* What you should do
Nothing in the data may be altered as it is transcribed.

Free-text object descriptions
=-=-=
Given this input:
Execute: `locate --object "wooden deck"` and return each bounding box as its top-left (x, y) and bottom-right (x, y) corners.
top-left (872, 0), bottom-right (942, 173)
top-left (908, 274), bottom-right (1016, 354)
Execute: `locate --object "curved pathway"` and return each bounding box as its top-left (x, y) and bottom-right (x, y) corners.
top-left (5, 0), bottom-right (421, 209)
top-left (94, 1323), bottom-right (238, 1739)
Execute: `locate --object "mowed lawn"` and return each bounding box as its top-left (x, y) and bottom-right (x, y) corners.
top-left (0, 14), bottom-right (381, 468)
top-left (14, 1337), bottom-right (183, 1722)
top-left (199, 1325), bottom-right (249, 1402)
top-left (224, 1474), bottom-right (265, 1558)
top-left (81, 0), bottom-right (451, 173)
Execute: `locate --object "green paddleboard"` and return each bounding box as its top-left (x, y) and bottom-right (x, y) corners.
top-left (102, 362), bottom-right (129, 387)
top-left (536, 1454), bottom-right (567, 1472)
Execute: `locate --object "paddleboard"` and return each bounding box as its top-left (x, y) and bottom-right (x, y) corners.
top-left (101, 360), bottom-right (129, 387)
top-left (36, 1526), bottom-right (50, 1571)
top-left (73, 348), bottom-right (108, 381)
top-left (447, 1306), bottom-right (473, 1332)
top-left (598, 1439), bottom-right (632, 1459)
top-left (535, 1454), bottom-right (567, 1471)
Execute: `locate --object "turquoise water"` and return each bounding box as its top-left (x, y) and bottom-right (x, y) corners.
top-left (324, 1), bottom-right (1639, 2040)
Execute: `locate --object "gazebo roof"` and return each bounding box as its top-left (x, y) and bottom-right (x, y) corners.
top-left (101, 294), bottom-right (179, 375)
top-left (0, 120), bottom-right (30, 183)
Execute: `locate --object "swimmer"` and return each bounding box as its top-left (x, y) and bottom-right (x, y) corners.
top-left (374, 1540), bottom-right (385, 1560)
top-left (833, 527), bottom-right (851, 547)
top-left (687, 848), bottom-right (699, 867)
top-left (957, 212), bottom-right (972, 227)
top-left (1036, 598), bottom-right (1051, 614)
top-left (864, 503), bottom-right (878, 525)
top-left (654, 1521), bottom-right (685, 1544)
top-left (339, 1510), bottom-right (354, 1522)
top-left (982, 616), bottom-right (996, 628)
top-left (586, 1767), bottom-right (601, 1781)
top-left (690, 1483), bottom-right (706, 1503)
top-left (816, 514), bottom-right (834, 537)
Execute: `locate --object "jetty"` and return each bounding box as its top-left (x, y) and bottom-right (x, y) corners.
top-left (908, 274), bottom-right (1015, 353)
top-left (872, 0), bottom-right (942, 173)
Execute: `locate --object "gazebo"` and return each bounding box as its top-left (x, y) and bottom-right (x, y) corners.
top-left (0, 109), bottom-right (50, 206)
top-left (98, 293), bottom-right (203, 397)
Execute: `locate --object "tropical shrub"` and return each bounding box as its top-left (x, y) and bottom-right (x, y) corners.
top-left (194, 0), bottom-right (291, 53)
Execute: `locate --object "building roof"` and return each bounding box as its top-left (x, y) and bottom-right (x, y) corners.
=-=-=
* Reply to the task
Given this input:
Execute: `locate --object "wooden deck"` and return each bounding box as its top-left (x, y) and bottom-right (x, y) corners.
top-left (872, 0), bottom-right (942, 173)
top-left (908, 274), bottom-right (1016, 354)
Execute: `locate --object "curved pathway"` and return each bounding box as its top-left (x, y) and bottom-right (x, y) corners.
top-left (5, 0), bottom-right (421, 209)
top-left (94, 1323), bottom-right (238, 1739)
Execute: `locate --object "mowed lawn"` and return each bounding box as its top-left (x, y) and bottom-right (x, y) corners.
top-left (0, 14), bottom-right (381, 468)
top-left (14, 1337), bottom-right (183, 1722)
top-left (199, 1325), bottom-right (249, 1402)
top-left (224, 1474), bottom-right (265, 1558)
top-left (81, 0), bottom-right (451, 173)
Execute: `locate --object "green paddleboard"` and return each bounding box as its top-left (x, y) and bottom-right (x, y) corners.
top-left (102, 362), bottom-right (129, 387)
top-left (536, 1454), bottom-right (567, 1472)
Execute: `locate --object "paddleboard"` and return each bounding box as its top-left (x, y) and bottom-right (x, y) corners.
top-left (101, 360), bottom-right (129, 387)
top-left (36, 1526), bottom-right (50, 1571)
top-left (73, 348), bottom-right (108, 381)
top-left (447, 1306), bottom-right (473, 1332)
top-left (598, 1439), bottom-right (632, 1459)
top-left (535, 1454), bottom-right (567, 1471)
Execute: `locate --object "turquoise water"` and return each bounding box as its top-left (x, y) and bottom-right (x, y) corners.
top-left (324, 1), bottom-right (1639, 2040)
Execute: `locate --object "gazebo roof"` and return each bounding box as its top-left (x, y) and bottom-right (x, y) corners.
top-left (101, 294), bottom-right (179, 375)
top-left (0, 120), bottom-right (30, 183)
Execute: `locate --object "swimmer"` and return each bounding box as its top-left (x, y) and bottom-right (x, y) corners.
top-left (374, 1540), bottom-right (385, 1560)
top-left (833, 527), bottom-right (851, 547)
top-left (687, 848), bottom-right (699, 867)
top-left (957, 212), bottom-right (972, 227)
top-left (1036, 598), bottom-right (1051, 614)
top-left (864, 503), bottom-right (878, 525)
top-left (654, 1521), bottom-right (685, 1544)
top-left (339, 1510), bottom-right (354, 1522)
top-left (982, 616), bottom-right (996, 628)
top-left (586, 1767), bottom-right (601, 1781)
top-left (690, 1483), bottom-right (706, 1503)
top-left (816, 514), bottom-right (834, 537)
Execute: `locate --object "jetty"` and return each bounding box as its top-left (x, y) and bottom-right (x, y) corners.
top-left (908, 274), bottom-right (1015, 353)
top-left (872, 0), bottom-right (942, 173)
Execute: `locate --object "gazebo"` and return each bounding box as its top-left (x, y) and bottom-right (x, y) corners.
top-left (0, 109), bottom-right (50, 206)
top-left (98, 293), bottom-right (203, 397)
Execute: `locate --object "tropical shrub"` and return each bounding box as its top-left (x, y) and bottom-right (x, y) corners.
top-left (194, 0), bottom-right (291, 53)
Execute: `locate --object "building roof"` and return each bounding box as its top-left (x, y) and bottom-right (x, y) corners.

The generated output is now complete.